→ Отрывок
━━━━━━━━━━

На это присутствующий там генерал Сав. (близко знающий старца), сказал, что он сумеет действовать и на расстоянии и вернее всего было бы от него избавиться.
Во всей этой истории видно только одно: великие князья боятся старца так, что им кажется: в нем одном весь ужас современного положения. Поганые трусы готовы пойти на преступление, лишь бы от него избавиться. Из этого следует, что в них нет никакой уверенности, что они могут влиять на Папу, а через него – на исторический ход событий. А если так, то надо, чтобы старец отбил у них всякую охоту влиять на Папу.
* * *
Мама в сильном беспокойстве. Утром сказала мне:
– А что если Россия действительно накануне революции?! Ведь это не только смерть престолу, а эшафот… Смерть – прежде всего для Папы, меня и детей… Смерть! И при этом у нее такое страшное было лицо. Я вся задрожала и спросила, чем вызвано такое настроение.
Она рассказала, что, когда Папа был у Гневной в последний раз, она так искренно, как мать, ему сказала:
– Мы все погибаем… Все… Но подумай о том, как спасти детей!
И при этом заплакала.
И это так подействовало на Папу, что, уезжая, он сказал:
– Я лично перестал верить в то, что докончу войну… Я делаю все, но уже не верю ни во что… И все время жду самого ужасного…
В таком настроении Папа уехал в Ставку[313]. Мама в большой тоске.

━━━━━━━━━━

→ Задание к отрывку
1. Выпишите из отрывка фрагмент, который начинается со слов «Она рассказала, что, когда» и продолжается до слов «как спасти детей!» включительно.
2. Куда, согласно отрывку, уехал Папа в таком настроении?
3. Продолжите отрывок о тревоге Мамы за престол и семью, начав сразу после его последнего предложения.

━━━━━━━━━━

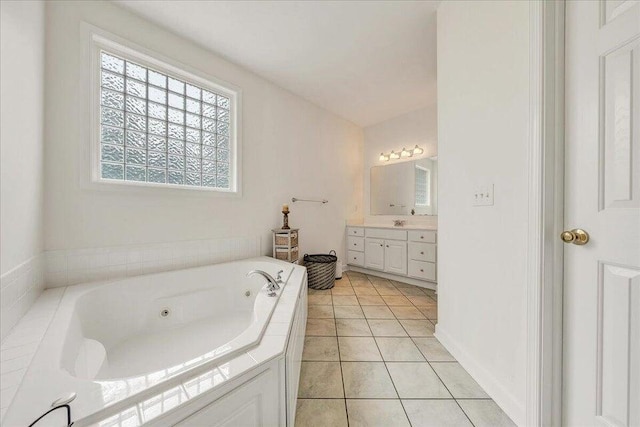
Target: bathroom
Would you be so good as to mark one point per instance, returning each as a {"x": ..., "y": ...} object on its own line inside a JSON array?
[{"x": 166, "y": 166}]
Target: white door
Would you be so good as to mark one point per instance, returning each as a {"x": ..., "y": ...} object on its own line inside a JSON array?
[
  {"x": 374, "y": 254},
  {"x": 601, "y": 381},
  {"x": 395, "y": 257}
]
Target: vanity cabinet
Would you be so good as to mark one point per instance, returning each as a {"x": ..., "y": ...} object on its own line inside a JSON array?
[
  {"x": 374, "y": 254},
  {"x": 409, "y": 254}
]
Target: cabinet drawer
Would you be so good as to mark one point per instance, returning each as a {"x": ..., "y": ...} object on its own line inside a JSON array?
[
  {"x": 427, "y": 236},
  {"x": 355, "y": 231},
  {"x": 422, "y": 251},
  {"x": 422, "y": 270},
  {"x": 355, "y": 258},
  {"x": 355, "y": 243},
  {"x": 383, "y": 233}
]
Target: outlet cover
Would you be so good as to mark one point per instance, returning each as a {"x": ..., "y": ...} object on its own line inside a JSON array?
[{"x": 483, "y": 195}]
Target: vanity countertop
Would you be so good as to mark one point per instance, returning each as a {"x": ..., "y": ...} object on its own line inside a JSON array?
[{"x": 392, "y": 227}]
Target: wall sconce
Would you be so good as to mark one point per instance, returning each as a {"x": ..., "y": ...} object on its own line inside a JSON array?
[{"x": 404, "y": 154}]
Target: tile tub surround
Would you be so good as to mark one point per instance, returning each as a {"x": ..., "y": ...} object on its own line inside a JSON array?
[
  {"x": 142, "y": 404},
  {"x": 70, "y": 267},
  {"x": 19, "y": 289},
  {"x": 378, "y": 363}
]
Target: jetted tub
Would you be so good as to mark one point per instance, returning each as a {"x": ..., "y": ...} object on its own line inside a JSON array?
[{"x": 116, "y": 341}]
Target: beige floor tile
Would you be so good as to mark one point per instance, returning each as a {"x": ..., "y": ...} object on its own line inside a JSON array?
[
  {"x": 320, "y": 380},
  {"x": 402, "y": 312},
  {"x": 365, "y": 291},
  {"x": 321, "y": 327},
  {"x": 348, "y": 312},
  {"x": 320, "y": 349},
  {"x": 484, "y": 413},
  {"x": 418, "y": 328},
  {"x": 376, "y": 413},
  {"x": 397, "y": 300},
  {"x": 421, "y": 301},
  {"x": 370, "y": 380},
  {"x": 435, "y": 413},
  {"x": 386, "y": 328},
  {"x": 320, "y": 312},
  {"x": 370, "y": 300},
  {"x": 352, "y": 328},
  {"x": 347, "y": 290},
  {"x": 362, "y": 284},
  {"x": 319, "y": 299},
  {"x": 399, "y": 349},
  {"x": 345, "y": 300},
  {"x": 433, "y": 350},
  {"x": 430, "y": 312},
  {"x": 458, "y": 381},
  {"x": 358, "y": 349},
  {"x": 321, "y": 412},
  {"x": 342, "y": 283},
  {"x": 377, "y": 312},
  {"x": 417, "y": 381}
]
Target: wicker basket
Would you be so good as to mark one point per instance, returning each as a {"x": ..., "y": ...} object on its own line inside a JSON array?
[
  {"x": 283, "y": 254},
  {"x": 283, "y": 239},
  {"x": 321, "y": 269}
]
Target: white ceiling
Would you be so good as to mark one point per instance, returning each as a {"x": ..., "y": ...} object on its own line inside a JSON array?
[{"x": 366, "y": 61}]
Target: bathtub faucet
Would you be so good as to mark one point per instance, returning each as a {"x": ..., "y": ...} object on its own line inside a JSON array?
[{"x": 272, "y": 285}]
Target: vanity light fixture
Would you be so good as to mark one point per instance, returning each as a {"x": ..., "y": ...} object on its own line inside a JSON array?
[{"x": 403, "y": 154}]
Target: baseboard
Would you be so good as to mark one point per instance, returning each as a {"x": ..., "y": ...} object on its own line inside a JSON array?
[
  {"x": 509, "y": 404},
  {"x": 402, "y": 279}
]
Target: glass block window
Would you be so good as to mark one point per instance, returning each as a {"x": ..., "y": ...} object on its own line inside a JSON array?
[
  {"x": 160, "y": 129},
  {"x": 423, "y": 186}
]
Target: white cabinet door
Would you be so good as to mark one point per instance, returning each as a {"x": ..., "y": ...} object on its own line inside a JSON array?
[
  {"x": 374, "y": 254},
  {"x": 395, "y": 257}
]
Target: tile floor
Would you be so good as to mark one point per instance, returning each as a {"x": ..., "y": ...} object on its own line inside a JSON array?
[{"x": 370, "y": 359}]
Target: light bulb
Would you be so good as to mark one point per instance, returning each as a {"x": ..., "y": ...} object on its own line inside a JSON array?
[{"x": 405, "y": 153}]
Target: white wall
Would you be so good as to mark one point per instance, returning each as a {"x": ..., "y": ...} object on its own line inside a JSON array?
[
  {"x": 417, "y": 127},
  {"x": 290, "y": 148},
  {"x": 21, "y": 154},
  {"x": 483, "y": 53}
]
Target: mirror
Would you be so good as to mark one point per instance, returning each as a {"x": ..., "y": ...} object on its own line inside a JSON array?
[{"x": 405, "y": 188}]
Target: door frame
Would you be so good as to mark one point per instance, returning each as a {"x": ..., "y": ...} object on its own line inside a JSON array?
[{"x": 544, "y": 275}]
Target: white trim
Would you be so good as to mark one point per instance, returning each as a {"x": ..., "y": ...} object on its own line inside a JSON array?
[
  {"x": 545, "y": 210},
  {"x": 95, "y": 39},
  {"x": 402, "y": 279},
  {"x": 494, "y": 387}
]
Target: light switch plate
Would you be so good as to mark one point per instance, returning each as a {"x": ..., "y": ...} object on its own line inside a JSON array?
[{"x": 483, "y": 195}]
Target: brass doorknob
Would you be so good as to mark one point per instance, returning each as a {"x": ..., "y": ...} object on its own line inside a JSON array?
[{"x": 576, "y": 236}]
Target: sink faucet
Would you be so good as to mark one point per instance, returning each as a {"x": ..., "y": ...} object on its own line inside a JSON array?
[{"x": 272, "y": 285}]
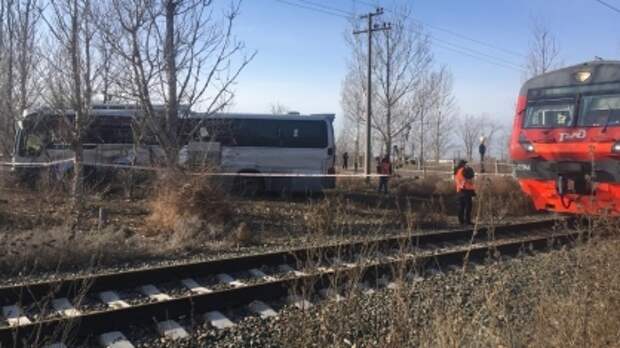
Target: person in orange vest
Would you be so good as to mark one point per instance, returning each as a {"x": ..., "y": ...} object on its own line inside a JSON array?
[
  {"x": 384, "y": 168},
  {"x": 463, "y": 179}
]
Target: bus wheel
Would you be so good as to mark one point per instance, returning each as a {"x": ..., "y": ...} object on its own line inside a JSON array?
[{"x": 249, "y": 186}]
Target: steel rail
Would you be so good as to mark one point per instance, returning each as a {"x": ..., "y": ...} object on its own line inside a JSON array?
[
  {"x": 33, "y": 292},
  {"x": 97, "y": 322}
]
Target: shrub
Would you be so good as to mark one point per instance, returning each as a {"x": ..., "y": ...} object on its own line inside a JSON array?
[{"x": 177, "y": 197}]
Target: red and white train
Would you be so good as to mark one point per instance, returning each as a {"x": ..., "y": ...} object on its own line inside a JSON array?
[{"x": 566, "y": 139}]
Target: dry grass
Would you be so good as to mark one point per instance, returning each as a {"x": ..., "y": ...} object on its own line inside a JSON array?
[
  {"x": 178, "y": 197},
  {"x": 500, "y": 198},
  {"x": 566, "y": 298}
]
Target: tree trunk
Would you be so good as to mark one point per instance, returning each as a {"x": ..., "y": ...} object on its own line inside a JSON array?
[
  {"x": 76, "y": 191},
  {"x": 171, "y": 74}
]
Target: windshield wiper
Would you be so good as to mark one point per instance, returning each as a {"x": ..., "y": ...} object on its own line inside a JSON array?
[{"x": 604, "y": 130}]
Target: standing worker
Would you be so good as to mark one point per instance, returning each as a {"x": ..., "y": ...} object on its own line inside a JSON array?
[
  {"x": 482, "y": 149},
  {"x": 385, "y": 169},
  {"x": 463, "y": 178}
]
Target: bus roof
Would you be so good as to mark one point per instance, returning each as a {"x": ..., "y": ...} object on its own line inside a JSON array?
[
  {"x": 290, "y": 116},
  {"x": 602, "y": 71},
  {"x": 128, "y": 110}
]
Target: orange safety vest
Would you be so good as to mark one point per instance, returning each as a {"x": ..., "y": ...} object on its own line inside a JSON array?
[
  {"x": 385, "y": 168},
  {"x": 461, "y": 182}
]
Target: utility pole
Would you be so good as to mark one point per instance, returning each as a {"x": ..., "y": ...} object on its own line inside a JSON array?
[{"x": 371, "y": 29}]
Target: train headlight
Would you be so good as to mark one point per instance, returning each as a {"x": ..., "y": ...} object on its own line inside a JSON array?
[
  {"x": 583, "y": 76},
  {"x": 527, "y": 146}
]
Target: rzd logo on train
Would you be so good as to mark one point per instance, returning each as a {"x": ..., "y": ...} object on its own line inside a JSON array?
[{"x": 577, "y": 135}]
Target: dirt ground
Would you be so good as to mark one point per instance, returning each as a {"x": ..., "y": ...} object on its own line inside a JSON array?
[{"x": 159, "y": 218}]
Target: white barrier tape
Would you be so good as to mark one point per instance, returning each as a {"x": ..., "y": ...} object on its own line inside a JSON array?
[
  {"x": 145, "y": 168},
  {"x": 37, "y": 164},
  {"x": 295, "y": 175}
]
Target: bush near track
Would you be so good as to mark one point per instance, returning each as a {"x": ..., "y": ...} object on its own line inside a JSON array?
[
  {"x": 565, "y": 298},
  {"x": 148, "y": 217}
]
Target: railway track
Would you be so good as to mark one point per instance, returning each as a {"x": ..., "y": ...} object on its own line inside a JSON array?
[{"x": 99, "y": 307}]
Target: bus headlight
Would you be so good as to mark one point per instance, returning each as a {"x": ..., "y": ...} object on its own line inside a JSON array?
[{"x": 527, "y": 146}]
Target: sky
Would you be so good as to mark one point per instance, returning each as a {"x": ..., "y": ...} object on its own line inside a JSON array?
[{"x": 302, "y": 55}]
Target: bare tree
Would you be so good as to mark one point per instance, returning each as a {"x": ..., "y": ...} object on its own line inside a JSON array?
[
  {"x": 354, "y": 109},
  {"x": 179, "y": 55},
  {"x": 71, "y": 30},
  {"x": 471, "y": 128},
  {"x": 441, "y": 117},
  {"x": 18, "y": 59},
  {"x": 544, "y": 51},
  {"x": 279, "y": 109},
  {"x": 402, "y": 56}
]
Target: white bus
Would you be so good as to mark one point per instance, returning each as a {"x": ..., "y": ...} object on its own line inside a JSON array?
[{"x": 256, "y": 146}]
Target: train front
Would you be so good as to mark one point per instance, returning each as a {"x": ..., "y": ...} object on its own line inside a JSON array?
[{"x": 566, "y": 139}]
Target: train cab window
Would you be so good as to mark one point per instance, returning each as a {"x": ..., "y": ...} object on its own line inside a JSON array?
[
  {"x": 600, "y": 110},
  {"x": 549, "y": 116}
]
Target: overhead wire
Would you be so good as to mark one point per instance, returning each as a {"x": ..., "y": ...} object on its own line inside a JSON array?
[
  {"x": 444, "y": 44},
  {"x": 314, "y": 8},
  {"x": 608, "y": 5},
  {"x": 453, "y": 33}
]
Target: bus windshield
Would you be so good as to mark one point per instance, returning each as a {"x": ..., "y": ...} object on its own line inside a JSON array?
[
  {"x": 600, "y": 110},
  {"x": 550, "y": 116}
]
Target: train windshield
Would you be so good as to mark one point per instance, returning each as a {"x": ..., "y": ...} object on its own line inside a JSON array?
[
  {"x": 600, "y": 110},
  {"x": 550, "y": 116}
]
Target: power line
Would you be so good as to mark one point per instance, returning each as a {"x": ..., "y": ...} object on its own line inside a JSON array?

━━━━━━━━━━

→ Ответы к заданию
1.
Она рассказала, что, когда Папа был у Гневной в последний раз, она так искренно, как мать, ему сказала:
– Мы все погибаем… Все… Но подумай о том, как спасти детей!

2. В Ставку.

3.
Я говорила об этом старцу.
* * *
Дамские политические салоны[314] – повальная болезнь… И странно, за все время, что я при дворе, за все десять лет, никогда не было такого шуму, такой неразберихи.
Конечно, теперь война. Тяжелая война. Но разве не было войн раньше?.. Нет, тут нечто другое. Тут какая-то скрытая, еще не выявленная болезнь. Что-то такое, что и пугает, и точно опьяняет в одно и то же время…
Вчерашний день отец говорил мне:
– Аннушка, или вы там ослепли, или вся страна охвачена безумием.
При этом он рассказал мне, что в салоне Кшесинской (где теперь бывают великие князья и цвет бомонда) говорилось, будто на Кавказе, в Полтавской, Екатеринославской, Харьковской губерниях, также и на севере (Вологда, Архангельск) идут широкие приготовления к бунту. Что в Царицыне (бывшее гнездо Илиодора) – имеется довольно сильная организация церковников, которая распространяет в народе слухи о том, что старец и Мама – немецкие агенты, а старец для того снимает лучших служителей церкви, чтобы обессилить русский народ. Там же распускают слухи, что наши продукты, вместо того чтобы передаваться народу, в тыл и армии, идут в Германию. Указывают на то, что пленные немцы живут как почтенные гости, тогда как наши гибнут. Пленных немцев кормят мясом, а наши солдаты едят сухари с червями.
Все эти сведения действуют на психику народа и подготовляют к революции. Одновременно с этим в армии, среди солдат, расходятся по рукам революционные листки и сказка о том, «как пьяный мужик полюбил царицу». Эта безобразная скандальная история расходится в тысячах экземпляров. Я видела один из этих листков: более грязного пасквиля нельзя себе представить. Это такая грязь! И при этом скверная русская ругань.
Отец, преданный престолу, говорит, что «бывают моменты, когда я бессилен выступить в защиту трона».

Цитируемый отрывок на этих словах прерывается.